» **Work to be completed**
In the abstract below about stepwise composite booms, by what percentage does the optimized boom improve on the uniform-thickness benchmark boom?

» **Passage shown**
*** Begin section ***

Simulation-data-driven vibration optimization of deployable stepwise composite booms

Abstract

Bistable reeled composite (BRC) booms are suitable candidates for space applications owing to their light weight and high storage efficiency. However, their stiffness and vibration performance affect the dynamics of the space structures. In this study, a simulation-data-driven method was developed to optimize the frequency of a stepwise BRC boom subjected to bending-mode vibration with respect to fiber angles within bistable composite laminates. First, a specified constant coiled diameter and bistability criterion are taken as constraints for classifying the input datasets. A vibration frequency prediction model is constructed using a genetic algorithm and back-propagation neural network trained by finite element simulation values. Then, constricted particle swarm optimization is used to maximize the bending-mode frequency of the BRCs. The optimization results are validated by published values showing that the BRC with a step ratio of 0.55 and a stacking sequence of [±α1 ∕ ±α2 ∕ ±α2 ∕ ±α1] at the fixed end and [±α3 ∕ ±α3] at the free end can be improved by 63.8% at α1 = 44.8◦, α2 = 35◦, α3= 44◦ in comparison to the uniform-thickness benchmark boom. Additionally, the evaluation and validation indices demonstrate that the simulation-data-driven prediction and optimization approach yields high computational accuracy.

*** End section ***

» **Data block**
*** Begin section ***

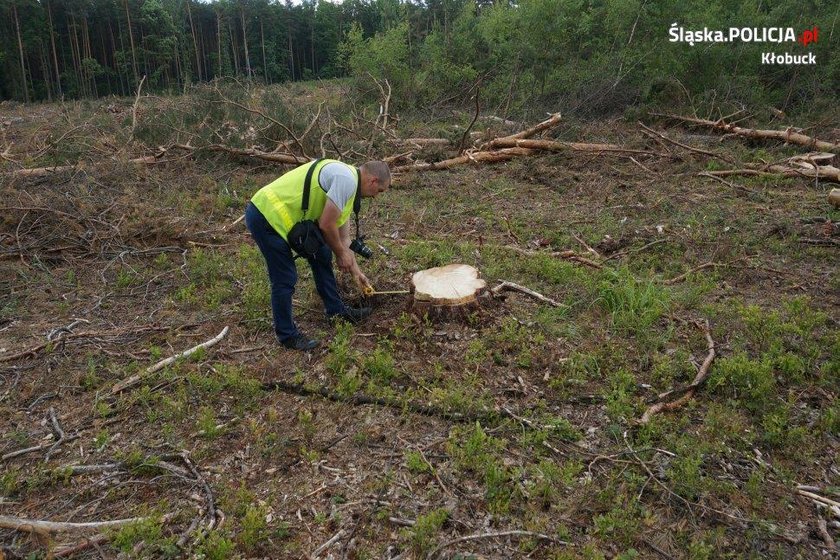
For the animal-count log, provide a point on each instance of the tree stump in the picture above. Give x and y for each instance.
(446, 291)
(834, 197)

*** End section ***

» **Response area**
63.8%